__Records supplied__
%%

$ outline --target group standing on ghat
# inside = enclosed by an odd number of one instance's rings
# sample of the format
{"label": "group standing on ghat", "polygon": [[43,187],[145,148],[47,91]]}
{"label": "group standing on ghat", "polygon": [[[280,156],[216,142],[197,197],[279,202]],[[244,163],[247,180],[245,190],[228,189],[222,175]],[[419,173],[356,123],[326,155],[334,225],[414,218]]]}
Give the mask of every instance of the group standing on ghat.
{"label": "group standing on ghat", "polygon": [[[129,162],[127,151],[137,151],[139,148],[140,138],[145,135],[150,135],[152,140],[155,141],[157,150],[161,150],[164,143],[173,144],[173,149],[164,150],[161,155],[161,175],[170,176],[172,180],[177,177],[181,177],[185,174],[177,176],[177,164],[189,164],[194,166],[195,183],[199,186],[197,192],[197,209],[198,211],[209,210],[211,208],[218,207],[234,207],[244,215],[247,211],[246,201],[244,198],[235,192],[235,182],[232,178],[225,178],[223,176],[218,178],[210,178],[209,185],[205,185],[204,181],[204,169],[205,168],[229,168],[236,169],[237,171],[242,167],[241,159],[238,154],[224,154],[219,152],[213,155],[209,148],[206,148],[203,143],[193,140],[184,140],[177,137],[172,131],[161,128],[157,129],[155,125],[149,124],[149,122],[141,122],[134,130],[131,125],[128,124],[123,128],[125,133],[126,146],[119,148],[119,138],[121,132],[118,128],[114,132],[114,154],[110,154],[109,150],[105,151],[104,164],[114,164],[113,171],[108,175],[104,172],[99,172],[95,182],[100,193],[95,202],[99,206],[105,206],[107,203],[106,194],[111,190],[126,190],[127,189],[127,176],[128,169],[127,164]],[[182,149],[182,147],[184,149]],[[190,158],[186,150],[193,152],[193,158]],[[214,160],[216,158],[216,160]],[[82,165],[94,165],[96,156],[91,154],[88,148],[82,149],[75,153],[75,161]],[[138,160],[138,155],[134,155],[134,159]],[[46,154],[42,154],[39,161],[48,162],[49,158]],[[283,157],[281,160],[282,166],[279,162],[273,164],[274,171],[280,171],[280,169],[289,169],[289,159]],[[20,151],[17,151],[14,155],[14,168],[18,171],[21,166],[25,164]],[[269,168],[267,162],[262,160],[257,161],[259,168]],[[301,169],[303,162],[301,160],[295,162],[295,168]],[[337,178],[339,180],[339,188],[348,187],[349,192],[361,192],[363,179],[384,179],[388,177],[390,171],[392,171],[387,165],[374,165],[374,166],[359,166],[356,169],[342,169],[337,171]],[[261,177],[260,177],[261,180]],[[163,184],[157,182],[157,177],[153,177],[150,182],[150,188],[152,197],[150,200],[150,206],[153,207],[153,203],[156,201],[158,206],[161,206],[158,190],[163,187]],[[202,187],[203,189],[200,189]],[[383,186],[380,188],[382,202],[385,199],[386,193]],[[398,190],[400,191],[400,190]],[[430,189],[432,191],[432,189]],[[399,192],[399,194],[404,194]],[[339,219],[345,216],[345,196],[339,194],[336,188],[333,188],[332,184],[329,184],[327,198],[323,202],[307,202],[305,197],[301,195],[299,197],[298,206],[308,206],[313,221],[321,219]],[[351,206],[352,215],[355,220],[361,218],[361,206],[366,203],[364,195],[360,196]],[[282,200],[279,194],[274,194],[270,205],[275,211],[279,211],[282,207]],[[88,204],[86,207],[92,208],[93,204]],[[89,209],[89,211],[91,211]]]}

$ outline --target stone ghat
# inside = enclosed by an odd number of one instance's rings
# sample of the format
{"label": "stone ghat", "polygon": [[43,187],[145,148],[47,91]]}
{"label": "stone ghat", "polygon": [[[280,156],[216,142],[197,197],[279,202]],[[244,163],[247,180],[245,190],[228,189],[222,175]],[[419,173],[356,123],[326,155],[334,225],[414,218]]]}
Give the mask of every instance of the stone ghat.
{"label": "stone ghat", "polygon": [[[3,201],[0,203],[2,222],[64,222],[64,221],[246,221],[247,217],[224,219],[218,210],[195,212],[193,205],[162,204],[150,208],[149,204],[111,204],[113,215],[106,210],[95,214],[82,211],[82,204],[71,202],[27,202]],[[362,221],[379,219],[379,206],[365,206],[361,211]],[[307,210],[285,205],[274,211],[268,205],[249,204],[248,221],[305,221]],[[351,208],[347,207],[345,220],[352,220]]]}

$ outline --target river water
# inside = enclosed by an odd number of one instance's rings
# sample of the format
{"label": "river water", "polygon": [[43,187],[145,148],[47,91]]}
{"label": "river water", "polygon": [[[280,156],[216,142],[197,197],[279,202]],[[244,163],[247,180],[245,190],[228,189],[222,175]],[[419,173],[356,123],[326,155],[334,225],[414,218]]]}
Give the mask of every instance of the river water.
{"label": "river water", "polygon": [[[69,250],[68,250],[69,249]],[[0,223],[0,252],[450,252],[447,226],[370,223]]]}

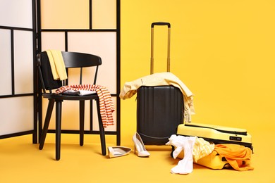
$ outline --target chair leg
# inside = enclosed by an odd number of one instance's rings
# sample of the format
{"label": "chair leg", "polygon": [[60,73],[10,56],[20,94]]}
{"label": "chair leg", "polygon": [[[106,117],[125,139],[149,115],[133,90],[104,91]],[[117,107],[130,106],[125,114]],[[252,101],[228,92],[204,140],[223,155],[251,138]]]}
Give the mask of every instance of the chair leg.
{"label": "chair leg", "polygon": [[80,131],[80,145],[82,146],[84,144],[84,114],[85,114],[85,101],[79,102],[79,131]]}
{"label": "chair leg", "polygon": [[100,142],[102,146],[102,153],[103,156],[105,156],[106,155],[105,132],[104,132],[104,128],[103,127],[102,115],[100,114],[99,100],[97,100],[97,108],[98,122],[99,127]]}
{"label": "chair leg", "polygon": [[52,113],[52,110],[54,108],[54,100],[49,100],[49,104],[47,110],[45,121],[44,122],[43,130],[39,139],[39,149],[40,150],[43,149],[44,147],[44,143],[45,142],[47,132],[48,131],[49,124],[51,120],[51,116]]}
{"label": "chair leg", "polygon": [[56,160],[60,160],[62,101],[56,101]]}

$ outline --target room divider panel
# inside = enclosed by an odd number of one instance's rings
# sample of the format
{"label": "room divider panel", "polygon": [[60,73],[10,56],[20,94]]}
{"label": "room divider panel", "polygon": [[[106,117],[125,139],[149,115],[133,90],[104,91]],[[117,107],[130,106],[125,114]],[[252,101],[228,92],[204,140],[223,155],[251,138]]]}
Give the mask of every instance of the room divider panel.
{"label": "room divider panel", "polygon": [[[113,97],[116,111],[115,125],[105,128],[106,134],[116,135],[120,145],[120,1],[119,0],[39,0],[37,1],[38,51],[57,49],[66,51],[84,52],[99,56],[102,65],[99,67],[97,84],[106,87]],[[69,75],[77,70],[71,71]],[[89,75],[89,70],[84,70]],[[73,83],[73,80],[69,80]],[[83,84],[85,81],[82,82]],[[47,101],[39,97],[39,129]],[[75,110],[62,114],[64,122],[63,133],[78,133],[78,105],[73,101],[64,101],[64,108]],[[99,134],[95,103],[86,110],[86,134]],[[54,115],[54,113],[53,114]],[[55,119],[51,118],[49,132],[54,132]]]}
{"label": "room divider panel", "polygon": [[37,142],[35,1],[1,0],[0,139]]}

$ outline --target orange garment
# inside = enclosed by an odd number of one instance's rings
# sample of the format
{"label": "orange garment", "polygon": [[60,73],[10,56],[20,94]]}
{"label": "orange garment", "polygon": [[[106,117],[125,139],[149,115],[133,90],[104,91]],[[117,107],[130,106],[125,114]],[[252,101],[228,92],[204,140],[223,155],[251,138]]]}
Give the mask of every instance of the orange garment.
{"label": "orange garment", "polygon": [[64,86],[57,89],[56,94],[61,94],[68,90],[87,90],[95,91],[99,99],[100,115],[102,119],[104,127],[114,125],[112,113],[114,111],[114,106],[111,94],[105,87],[96,84],[78,84]]}
{"label": "orange garment", "polygon": [[252,170],[250,163],[252,151],[244,146],[233,144],[215,145],[214,151],[224,157],[230,165],[236,170]]}

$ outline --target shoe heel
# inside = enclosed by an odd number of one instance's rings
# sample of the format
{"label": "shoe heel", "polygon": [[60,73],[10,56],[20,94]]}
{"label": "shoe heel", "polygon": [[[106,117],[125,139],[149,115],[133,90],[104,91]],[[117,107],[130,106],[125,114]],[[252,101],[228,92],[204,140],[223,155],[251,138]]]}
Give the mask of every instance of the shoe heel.
{"label": "shoe heel", "polygon": [[138,133],[135,133],[134,134],[134,136],[133,137],[133,141],[135,144],[135,150],[137,150],[137,155],[139,157],[148,157],[150,155],[150,153],[147,151],[146,151],[142,139],[141,139]]}

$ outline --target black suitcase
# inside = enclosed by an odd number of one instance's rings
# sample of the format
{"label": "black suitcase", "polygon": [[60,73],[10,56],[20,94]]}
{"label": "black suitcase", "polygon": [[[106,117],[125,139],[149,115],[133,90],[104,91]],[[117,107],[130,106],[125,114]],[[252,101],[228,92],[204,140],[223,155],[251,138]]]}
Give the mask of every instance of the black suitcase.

%%

Beginning at the line that holds "--target orange garment", reproduce each line of the records above down to and including the last one.

$ outline --target orange garment
# inside = enclosed by an odd number of one instance's rings
# sample of the format
{"label": "orange garment", "polygon": [[60,73],[10,56],[20,94]]}
{"label": "orange garment", "polygon": [[[106,117],[125,139],[149,115],[133,90],[104,91]],[[117,107],[130,106],[125,114]],[[252,101],[228,92],[204,140],[223,155],[251,138]]]}
Give the mask of every instance of the orange garment.
{"label": "orange garment", "polygon": [[64,86],[57,89],[56,94],[61,94],[68,90],[87,90],[95,91],[99,99],[100,115],[102,119],[104,127],[114,125],[112,113],[114,111],[114,106],[111,94],[105,87],[96,84],[78,84]]}
{"label": "orange garment", "polygon": [[252,170],[250,163],[252,151],[244,146],[233,144],[215,145],[214,151],[224,157],[230,165],[236,170]]}

$ outline --target shoe heel
# inside = enclosed by an odd number of one instance's rings
# sample of the format
{"label": "shoe heel", "polygon": [[60,73],[10,56],[20,94]]}
{"label": "shoe heel", "polygon": [[[106,117],[125,139],[149,115],[133,90],[104,91]],[[117,107],[130,106],[125,114]],[[252,101],[228,92],[204,140],[223,155],[251,138]]]}
Give the mask of every instance of the shoe heel.
{"label": "shoe heel", "polygon": [[138,133],[135,133],[134,134],[134,136],[133,137],[133,141],[135,144],[135,150],[137,150],[137,155],[139,157],[148,157],[150,155],[150,153],[147,151],[146,151],[142,139],[141,139]]}

$ outline --target black suitcase
# inside = enclosed by an odd number of one instance's rings
# sample of the format
{"label": "black suitcase", "polygon": [[60,73],[10,56],[20,94]]}
{"label": "black suitcase", "polygon": [[[106,117],[125,139],[149,115],[133,90],[104,91]],[[117,107],[130,106],[125,114]],[[252,101],[228,92],[204,140],[223,155],[251,138]]]}
Give the mask of every instance of the black suitcase.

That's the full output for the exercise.